YOUR TASKS:
(a) In the forum thread comparing the SuperSix and the Six Carbon, which frame does STARNUT say would be a better purchase than a Six Carbon at that price point?
(b) Continue the forum thread comparing the SuperSix and the Six Carbon from its final post.

READING TEXT:
# SuperSix vs. Six Carbon



## piercebrew (Aug 6, 2004)

I just rode the Six Carbon and really liked it, felt very stiff in the BB, and really smooth. How does the SuperSix compare?


----------



## LeDomestique (Jan 17, 2007)

its lighter and more expensive


----------



## piercebrew (Aug 6, 2004)

How is the ride different?


----------



## STARNUT (Jun 19, 2005)

The Six carbon is damn near the heaviest frame Cannondale makes............. it should be stiff. The Taurnine and 29er mountain bike frames are lighter :lol:.


If you looking at that price point you'd be better served buying a CAAD9 BB30 which will be lighter, stiffer, and likley cheaper than a Six carbon.

Starnut


----------



## zamboni (Sep 11, 2003)

Starnut,

Can you really tell the difference on first ride between System & Super 6 ?


----------



## STARNUT (Jun 19, 2005)

no, but I'm not all that heavy........................

Ride has very little to do with the frame anyway.............. Tires man, tires.

What does the System v. the Super have to do with the Six?

Starnut


----------



## zamboni (Sep 11, 2003)

My super six frame should be here by next week, can't wait.


----------



## zosocane (Aug 29, 2004)

zamboni said:


> My super six frame should be here by next week, can't wait.


Zamboni, I've had the Super close to two years (maybe 6,000 miles or so on that bike) and I warrantied my Six13 for a SystemSix about six months ago, and have about 1,000 miles on the System. The two are very different rides. I ride both under the following circumstances: (1) for road races with hills, long rides (60+ miles), and training or tempo rides, I like the smoothness, suppleness, comfort and overall performance of the Super; (2) for crits and hammer group rides, I prefer the unmatched stiffness of the System, especially for sprints and descents.

This past Winter I got to know a former Barloworld rider, and he opined that the best bike he's ever ridden (and he was a pro about 10 years) was the SystemSix. :cornut: 

You will enjoy the Super, but keep the System -- a bike like that will never be made again.

I digress, the foregoing has nothing to do with the Six.

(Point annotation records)
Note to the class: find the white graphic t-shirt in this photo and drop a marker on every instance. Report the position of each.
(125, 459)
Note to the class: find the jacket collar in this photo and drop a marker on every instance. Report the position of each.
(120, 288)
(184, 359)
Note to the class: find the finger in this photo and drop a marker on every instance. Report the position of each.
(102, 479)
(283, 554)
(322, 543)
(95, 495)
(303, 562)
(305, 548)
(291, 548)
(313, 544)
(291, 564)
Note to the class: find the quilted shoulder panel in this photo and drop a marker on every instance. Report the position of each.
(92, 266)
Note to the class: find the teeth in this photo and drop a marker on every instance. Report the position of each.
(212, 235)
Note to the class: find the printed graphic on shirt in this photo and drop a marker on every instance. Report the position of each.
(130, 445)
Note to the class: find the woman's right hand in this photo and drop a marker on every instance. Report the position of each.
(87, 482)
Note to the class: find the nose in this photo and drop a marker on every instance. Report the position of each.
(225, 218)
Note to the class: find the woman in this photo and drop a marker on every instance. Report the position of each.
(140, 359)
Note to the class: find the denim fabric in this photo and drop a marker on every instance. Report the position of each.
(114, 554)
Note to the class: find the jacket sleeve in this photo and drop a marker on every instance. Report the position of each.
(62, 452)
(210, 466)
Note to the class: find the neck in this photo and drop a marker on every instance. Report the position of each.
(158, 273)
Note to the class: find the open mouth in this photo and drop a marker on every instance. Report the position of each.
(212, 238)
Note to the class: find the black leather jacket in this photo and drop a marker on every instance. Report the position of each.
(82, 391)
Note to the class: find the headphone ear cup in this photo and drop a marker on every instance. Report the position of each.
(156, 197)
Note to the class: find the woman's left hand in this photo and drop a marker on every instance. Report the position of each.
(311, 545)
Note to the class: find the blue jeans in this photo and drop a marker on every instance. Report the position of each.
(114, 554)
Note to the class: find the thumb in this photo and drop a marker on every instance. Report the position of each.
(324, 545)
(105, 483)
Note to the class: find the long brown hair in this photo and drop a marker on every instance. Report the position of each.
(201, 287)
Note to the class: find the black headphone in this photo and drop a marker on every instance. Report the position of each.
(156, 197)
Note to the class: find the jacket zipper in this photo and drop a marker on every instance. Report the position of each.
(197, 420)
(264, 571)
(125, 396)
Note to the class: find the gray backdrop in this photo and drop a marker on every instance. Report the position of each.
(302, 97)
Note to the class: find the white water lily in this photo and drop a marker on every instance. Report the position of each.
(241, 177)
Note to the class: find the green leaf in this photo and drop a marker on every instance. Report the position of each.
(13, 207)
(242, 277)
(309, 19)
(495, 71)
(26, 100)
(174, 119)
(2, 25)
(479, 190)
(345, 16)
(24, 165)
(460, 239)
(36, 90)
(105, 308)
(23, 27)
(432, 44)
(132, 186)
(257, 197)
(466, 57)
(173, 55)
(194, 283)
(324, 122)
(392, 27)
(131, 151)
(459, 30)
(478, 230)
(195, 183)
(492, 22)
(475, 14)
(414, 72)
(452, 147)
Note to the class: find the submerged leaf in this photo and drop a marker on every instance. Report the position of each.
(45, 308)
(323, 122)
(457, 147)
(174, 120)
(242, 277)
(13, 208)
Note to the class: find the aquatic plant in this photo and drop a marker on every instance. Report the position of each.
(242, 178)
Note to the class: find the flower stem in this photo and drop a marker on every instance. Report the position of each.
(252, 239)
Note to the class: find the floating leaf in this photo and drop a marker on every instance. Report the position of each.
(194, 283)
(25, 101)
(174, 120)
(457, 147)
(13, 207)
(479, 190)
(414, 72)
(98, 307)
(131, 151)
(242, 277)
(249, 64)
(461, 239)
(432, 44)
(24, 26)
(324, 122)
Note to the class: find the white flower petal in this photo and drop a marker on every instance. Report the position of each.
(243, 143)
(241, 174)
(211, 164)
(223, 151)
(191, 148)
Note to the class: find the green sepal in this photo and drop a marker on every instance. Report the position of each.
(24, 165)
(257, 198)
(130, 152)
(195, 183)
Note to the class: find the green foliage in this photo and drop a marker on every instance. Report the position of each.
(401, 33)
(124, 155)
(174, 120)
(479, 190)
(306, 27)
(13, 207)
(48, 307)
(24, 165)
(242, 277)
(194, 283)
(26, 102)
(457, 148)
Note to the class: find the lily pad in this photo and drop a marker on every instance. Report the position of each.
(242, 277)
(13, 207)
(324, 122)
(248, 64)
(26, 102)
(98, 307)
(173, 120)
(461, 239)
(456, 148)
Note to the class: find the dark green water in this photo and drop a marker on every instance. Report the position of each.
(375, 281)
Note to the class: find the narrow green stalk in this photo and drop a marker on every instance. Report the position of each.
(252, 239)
* * *
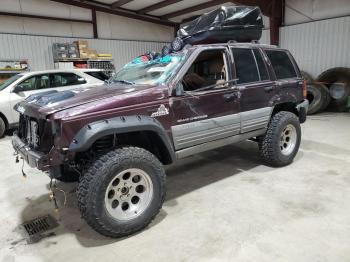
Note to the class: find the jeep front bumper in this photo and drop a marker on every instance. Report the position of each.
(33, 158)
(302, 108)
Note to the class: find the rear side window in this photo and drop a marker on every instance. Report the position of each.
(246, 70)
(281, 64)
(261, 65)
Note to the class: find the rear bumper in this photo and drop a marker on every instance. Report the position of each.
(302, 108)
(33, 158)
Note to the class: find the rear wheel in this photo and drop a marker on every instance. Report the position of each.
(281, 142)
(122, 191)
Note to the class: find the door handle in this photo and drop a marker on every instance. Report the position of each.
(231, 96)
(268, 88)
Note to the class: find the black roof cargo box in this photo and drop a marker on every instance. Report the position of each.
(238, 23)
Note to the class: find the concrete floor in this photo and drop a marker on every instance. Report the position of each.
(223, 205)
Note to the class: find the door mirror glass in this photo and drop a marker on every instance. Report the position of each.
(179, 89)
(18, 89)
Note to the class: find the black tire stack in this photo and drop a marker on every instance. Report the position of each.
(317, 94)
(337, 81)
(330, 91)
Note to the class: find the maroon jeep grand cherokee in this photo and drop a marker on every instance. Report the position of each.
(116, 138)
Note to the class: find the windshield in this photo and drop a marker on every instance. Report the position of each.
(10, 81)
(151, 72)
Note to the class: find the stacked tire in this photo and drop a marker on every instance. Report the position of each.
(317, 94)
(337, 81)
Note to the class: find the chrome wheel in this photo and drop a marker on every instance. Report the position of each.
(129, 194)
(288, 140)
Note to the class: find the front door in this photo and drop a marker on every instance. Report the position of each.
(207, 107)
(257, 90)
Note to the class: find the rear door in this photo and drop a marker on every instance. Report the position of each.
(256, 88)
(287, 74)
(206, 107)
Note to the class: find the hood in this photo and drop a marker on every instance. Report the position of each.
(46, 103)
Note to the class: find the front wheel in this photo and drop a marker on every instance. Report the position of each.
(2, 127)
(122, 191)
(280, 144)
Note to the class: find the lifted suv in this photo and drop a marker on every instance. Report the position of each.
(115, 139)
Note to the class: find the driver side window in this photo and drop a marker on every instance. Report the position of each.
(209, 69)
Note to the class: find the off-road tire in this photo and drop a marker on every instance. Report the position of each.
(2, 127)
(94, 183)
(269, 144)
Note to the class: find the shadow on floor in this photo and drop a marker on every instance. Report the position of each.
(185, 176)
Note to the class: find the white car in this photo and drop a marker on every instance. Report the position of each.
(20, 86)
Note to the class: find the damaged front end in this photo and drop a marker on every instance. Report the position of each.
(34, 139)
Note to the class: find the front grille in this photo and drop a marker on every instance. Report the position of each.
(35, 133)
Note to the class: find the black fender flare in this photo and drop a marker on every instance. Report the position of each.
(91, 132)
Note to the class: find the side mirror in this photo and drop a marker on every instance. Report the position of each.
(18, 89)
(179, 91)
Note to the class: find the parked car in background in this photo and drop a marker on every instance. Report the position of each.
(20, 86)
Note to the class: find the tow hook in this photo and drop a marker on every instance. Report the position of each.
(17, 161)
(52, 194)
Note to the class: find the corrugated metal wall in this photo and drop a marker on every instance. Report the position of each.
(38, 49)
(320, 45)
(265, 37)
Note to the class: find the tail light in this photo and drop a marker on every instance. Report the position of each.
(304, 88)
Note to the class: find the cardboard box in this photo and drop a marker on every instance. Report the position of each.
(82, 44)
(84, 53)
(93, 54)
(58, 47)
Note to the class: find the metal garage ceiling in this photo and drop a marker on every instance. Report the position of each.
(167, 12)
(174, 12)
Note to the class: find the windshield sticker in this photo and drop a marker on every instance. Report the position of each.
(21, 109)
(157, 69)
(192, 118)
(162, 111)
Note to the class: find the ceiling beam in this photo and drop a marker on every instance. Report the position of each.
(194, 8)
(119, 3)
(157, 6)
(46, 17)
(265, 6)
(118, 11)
* * *
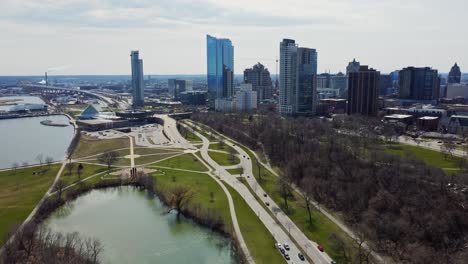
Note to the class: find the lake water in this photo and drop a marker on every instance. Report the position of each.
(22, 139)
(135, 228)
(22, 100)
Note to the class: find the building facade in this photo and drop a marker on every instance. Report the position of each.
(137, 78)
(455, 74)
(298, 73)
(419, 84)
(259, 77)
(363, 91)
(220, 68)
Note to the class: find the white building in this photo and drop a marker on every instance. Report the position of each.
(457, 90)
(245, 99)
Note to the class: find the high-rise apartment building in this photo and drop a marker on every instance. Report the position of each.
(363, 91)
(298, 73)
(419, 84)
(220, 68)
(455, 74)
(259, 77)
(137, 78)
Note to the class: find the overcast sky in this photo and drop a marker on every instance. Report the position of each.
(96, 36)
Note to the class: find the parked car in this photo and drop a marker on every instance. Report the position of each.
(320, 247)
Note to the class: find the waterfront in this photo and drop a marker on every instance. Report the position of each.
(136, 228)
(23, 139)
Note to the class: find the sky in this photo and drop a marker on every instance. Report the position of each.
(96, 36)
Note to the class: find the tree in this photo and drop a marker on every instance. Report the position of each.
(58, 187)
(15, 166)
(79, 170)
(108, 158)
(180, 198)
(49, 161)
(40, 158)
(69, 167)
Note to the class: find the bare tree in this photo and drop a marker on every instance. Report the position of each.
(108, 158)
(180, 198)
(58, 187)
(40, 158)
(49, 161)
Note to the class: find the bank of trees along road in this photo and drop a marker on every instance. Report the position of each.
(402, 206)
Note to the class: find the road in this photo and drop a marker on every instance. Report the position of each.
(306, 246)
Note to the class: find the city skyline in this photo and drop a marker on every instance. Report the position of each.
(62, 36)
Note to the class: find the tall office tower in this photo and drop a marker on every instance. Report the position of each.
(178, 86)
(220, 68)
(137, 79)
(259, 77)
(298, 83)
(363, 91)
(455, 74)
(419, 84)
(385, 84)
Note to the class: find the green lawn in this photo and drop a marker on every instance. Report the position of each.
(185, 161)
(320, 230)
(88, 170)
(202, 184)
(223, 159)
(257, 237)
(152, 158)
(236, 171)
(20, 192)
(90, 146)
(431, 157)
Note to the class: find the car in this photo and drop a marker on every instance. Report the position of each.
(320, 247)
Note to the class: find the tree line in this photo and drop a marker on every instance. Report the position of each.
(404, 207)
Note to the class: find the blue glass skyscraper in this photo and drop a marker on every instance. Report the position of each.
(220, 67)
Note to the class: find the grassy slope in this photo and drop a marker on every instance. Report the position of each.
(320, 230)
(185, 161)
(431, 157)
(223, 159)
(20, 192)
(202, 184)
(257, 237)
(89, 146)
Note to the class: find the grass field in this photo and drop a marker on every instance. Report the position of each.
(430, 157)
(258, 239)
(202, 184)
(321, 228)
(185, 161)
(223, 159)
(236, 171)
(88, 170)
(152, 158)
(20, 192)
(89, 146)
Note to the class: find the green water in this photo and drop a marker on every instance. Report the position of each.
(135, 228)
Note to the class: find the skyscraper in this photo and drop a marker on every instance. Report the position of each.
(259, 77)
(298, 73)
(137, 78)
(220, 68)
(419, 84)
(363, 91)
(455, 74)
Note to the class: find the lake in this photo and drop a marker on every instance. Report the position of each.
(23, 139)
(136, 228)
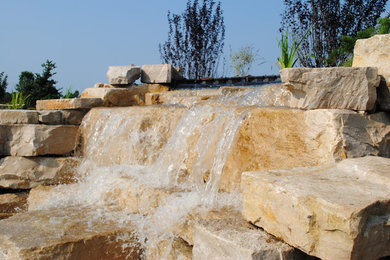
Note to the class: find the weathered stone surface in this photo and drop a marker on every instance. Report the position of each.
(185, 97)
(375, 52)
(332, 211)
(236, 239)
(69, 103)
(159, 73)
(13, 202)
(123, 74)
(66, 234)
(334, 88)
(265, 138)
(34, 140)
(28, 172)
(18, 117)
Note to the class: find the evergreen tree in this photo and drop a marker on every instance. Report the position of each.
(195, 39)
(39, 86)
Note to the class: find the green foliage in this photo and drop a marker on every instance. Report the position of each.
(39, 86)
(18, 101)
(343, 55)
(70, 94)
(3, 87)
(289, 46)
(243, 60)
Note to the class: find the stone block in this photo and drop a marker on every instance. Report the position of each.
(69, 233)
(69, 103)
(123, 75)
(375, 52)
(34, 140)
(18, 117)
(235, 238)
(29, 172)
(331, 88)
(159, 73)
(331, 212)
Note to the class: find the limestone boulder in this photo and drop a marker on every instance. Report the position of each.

RESULTS:
(a) A CAAD9 BB30

(b)
----------



## Lil Dale (Feb 19, 2009)

68 and Zamboni,I'll say it again,remember you're talking about the 08 Super,the 09 is not the same.


----------



## zamboni (Sep 11, 2003)

The differences is no lug on the 09 frame I doubt if that will change the character of the bike. For now I'll keep a Caad 9 Campy flatbar, Super Six with SR11. Systems Six would be build at a later time ( got to pay off S6 first ).
Fornaca thanks for the advise.


----------



## piercebrew (Aug 6, 2004)

zamboni said:


> The differences is no lug on the 09 frame I doubt if that will change the character of the bike. For now I'll keep a Caad 9 Campy flatbar, Super Six with SR11. Systems Six would be build at a later time ( got to pay off S6 first ).
> Fornaca thanks for the advise.


Zamboni how do you like the frame? I'm thinking of pulling the trigger but I can't seem to find one to ride.


----------



## zamboni (Sep 11, 2003)

The frame has not arrive and I'm still waiting, if you have the cash drop the puck go for it. My current bike is System Six and Super would be my main ride once I'm done with the build with SR11.


----------



## zamboni (Sep 11, 2003)

Fornaca,

Just pick up the bike last Thursday and so far I agrred with you on Super Six descent is not as solid as system, but overall the bike had a smoother ride. I will keep the system six and plan to build it with my old Record 10 spd triple and I'm running SR11 on Super Six.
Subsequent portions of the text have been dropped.